=== Entries shown ===
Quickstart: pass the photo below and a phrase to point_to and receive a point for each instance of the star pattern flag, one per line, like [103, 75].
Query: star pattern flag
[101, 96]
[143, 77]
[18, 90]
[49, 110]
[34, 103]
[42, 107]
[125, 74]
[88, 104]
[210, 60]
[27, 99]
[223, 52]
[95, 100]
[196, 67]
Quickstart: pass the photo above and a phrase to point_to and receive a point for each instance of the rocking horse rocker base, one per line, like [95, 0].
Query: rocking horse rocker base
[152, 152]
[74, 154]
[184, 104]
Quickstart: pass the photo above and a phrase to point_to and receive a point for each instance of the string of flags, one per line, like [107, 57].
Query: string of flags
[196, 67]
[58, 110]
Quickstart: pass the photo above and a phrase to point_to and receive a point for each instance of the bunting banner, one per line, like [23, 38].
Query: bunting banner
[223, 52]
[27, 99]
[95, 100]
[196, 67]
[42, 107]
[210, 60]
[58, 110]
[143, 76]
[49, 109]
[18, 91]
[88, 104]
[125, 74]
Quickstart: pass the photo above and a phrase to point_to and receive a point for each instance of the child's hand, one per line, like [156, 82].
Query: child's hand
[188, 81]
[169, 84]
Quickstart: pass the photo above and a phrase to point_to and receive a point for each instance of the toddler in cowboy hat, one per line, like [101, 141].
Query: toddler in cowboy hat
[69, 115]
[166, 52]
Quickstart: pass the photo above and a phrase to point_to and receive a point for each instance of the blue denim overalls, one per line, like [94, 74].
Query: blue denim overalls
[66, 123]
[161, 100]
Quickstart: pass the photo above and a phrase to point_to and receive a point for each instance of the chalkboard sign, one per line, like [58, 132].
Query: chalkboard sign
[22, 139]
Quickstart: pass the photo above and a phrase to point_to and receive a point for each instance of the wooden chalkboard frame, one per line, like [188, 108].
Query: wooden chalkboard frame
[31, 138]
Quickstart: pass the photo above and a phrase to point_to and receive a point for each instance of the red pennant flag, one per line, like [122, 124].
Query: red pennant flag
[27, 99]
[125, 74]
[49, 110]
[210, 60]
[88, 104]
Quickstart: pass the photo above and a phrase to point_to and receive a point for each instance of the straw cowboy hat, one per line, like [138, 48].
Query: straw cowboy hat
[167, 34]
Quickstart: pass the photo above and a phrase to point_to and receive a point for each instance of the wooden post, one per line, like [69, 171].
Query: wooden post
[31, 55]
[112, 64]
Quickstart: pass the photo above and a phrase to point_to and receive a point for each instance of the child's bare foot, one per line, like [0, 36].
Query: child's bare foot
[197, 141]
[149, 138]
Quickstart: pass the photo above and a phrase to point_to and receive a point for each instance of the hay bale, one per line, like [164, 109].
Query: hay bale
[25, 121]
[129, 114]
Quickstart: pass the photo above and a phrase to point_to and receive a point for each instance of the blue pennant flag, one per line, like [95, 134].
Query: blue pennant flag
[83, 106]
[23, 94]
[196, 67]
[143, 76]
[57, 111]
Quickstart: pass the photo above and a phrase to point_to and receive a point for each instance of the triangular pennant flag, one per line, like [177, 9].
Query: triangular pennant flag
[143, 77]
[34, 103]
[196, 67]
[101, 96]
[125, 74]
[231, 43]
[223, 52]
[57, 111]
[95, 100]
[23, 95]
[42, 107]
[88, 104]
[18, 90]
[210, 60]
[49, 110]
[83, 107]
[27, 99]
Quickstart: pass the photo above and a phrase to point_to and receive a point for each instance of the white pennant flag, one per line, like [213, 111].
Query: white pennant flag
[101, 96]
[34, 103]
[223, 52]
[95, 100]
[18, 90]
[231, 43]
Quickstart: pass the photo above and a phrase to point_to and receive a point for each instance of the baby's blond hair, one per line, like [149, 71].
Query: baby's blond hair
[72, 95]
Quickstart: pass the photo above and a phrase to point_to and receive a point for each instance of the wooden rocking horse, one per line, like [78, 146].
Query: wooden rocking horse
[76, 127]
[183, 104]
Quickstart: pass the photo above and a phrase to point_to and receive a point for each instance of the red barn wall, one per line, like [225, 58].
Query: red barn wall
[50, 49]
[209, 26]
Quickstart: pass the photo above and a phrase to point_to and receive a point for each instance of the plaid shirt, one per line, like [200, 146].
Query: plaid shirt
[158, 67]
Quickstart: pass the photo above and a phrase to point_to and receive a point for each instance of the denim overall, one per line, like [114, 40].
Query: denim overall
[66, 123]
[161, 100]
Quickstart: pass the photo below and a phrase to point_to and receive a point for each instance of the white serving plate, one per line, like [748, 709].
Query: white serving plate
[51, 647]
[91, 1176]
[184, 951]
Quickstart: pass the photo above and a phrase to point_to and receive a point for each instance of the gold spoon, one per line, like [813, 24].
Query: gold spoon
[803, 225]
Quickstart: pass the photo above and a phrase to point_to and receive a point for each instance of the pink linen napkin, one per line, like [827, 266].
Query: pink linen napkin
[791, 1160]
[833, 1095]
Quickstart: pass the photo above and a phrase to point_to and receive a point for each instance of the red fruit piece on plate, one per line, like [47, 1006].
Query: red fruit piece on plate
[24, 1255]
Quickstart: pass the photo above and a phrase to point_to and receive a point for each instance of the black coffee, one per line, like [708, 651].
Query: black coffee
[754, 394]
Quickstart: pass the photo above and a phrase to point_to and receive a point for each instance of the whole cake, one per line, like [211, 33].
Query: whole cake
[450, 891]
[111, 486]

=== Exercise description ===
Please give an exact copy of the entries above, from the line with "like [23, 38]." down to the line with "like [156, 82].", inclusive, and nothing else.

=== Task answer ===
Quickstart: pass the photo above and a phrase to point_to and receive a point for each instance of the bunting banner, one per line, like [23, 38].
Query: bunting banner
[223, 52]
[27, 99]
[95, 100]
[196, 67]
[42, 107]
[210, 60]
[58, 110]
[143, 76]
[49, 109]
[18, 91]
[88, 104]
[125, 74]
Quickstart: pass the photo above and a phrase to point_to and receive a point for each instance of the child's hand, one per line, like [156, 82].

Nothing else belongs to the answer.